[What is required] Copy every item below line for line, with no changes to the wording, and leave out the pictures.

--- BEGIN Stored records ---

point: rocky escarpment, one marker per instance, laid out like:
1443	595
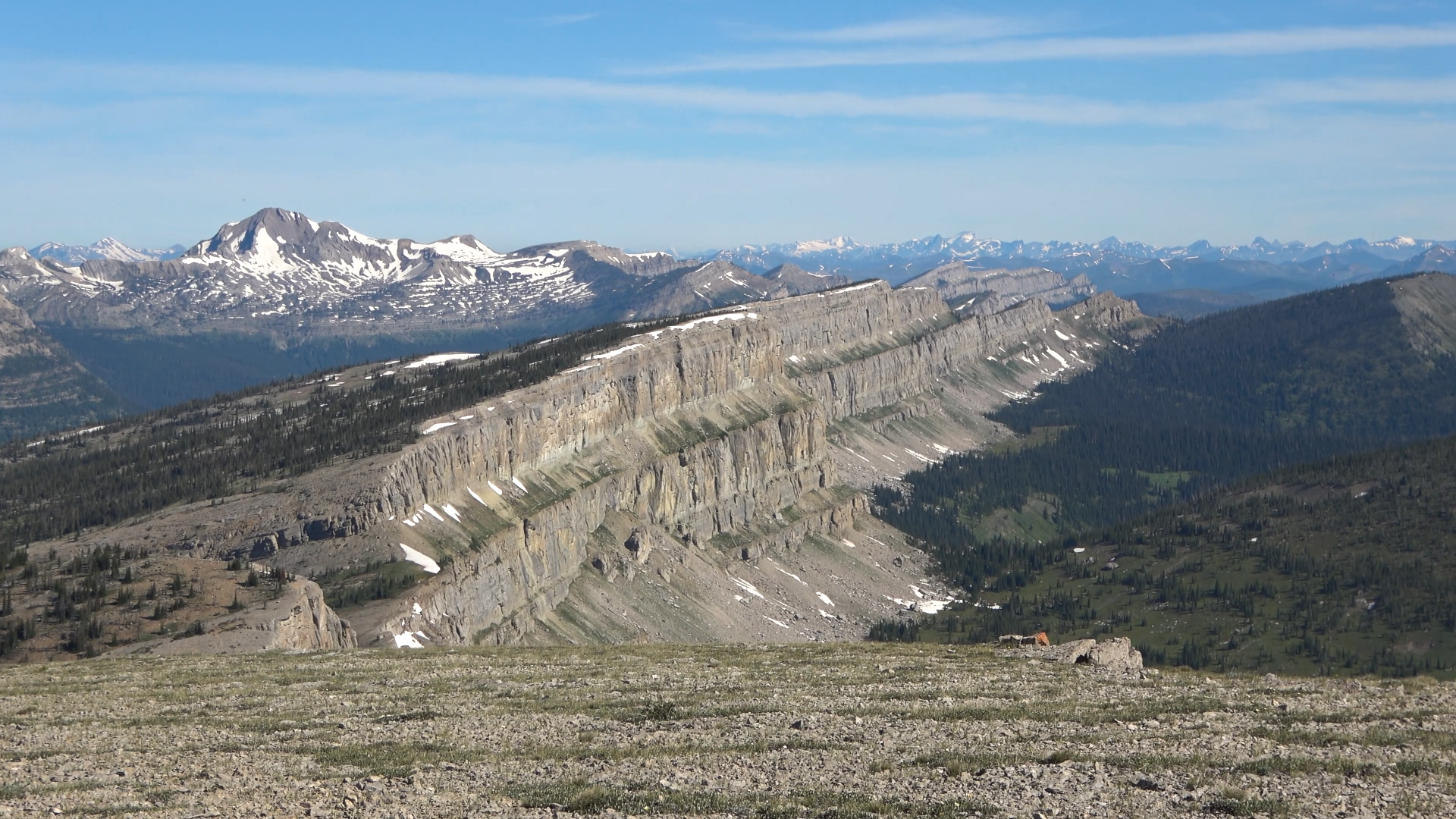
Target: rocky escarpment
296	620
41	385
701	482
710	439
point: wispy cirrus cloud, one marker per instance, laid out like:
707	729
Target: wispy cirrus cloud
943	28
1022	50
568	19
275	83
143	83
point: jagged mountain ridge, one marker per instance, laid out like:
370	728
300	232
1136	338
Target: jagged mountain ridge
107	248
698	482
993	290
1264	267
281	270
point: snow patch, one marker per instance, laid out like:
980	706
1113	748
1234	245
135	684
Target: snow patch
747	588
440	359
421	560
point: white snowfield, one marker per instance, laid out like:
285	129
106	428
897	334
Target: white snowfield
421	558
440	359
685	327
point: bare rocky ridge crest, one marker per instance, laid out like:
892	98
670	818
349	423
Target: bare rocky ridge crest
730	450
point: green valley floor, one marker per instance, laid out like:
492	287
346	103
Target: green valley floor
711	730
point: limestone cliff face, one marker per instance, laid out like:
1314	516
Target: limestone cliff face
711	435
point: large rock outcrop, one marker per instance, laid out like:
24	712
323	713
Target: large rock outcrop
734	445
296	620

--- END Stored records ---

[Task result]
point: rocky escarpment, one marker per instance, laid out like:
1443	595
Target: rocky escarpment
296	620
41	385
701	482
710	439
point: wispy cirrus cloud, one marker per instance, laid out like:
707	729
Target: wispy cirrus cloud
943	28
1022	50
568	19
275	83
143	83
point: jagged mountain ridge, one marker per instance, laid out like:
370	728
300	232
1136	338
Target: jagged mountain ridge
107	248
698	482
993	290
1264	267
281	270
point: snow patch, one marker per instance, laid out like:
980	706
1113	748
1234	245
135	684
Target: snow patch
747	588
440	359
421	560
point: white snowfield, one marker per instance, laid out like:
285	129
106	428
897	334
Target: white snowfield
421	558
440	359
685	327
point: bare rocky ridge crest, one marker per instance, laid out like:
892	98
670	818
349	423
Target: bare rocky ridge crest
730	450
point: green valley floor, one marker per instance, laid out like:
492	287
346	103
Target: green valley floor
711	730
point: limestone cliff face, one marker per instance, laid out like:
1314	516
Target: limestone cliff face
711	435
point: large rock outcrop, one marker per instance, laid out like:
24	712
323	713
Target: large rock outcrop
734	445
296	620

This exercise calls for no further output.